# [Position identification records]

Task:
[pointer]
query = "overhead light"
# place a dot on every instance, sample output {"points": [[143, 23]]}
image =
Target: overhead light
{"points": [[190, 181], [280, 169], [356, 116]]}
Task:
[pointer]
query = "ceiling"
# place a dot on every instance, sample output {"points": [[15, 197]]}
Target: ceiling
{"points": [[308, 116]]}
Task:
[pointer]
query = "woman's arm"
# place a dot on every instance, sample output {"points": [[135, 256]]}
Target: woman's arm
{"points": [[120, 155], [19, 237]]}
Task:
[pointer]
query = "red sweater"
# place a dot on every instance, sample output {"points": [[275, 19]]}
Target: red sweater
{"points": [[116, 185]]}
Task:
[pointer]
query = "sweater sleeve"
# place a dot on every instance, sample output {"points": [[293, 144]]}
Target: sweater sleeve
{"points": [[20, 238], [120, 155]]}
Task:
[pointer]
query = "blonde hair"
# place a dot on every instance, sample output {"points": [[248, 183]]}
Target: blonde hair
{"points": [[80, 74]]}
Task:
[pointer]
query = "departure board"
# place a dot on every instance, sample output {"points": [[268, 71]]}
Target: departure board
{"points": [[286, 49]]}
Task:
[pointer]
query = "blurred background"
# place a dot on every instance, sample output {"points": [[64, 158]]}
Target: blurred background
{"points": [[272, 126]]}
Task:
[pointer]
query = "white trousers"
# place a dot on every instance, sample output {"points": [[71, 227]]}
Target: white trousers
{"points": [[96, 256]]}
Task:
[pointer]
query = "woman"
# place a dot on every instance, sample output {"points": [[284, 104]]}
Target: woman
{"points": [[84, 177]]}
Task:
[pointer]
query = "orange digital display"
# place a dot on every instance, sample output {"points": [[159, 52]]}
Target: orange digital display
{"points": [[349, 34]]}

# [What to produce]
Restate each entry exactly, skipping none.

# [Complete output]
Task:
[pointer]
query = "overhead light"
# place a dot on every instance, sample output {"points": [[143, 23]]}
image =
Target: overhead light
{"points": [[190, 181], [280, 169], [356, 116]]}
Task:
[pointer]
query = "ceiling"
# place a dot on every instance, sample output {"points": [[15, 197]]}
Target: ceiling
{"points": [[308, 116]]}
Task:
[pointer]
query = "woman's arm"
# place a dot on every instance, sample output {"points": [[135, 256]]}
Target: woman's arm
{"points": [[120, 155], [19, 237]]}
Task:
[pointer]
query = "red sweater"
# place a dot on every instance, sample output {"points": [[275, 19]]}
Target: red sweater
{"points": [[116, 185]]}
Task:
[pointer]
query = "sweater sleeve"
# place a dot on every instance, sample output {"points": [[293, 144]]}
Target: sweater sleeve
{"points": [[20, 238], [120, 155]]}
Task:
[pointer]
query = "blonde hair"
# place a dot on every instance, sample output {"points": [[248, 183]]}
Target: blonde hair
{"points": [[80, 74]]}
Task:
[pointer]
query = "departure board"
# place a dot on every instance, sample output {"points": [[268, 71]]}
Target: departure board
{"points": [[286, 49]]}
Task:
[pointer]
query = "blurred background"
# place a dot on every instance, sample output {"points": [[64, 158]]}
Target: blurred background
{"points": [[272, 126]]}
Task:
[pointer]
query = "white trousers"
# place a dot on every instance, sample output {"points": [[71, 227]]}
Target: white trousers
{"points": [[96, 256]]}
Task:
[pointer]
query = "woman"
# place a dot on every instance, sample output {"points": [[284, 104]]}
Target: woman
{"points": [[84, 177]]}
Task:
[pointer]
query = "orange digital display"
# place a dot on every instance, sample output {"points": [[159, 52]]}
Target: orange digital display
{"points": [[349, 34]]}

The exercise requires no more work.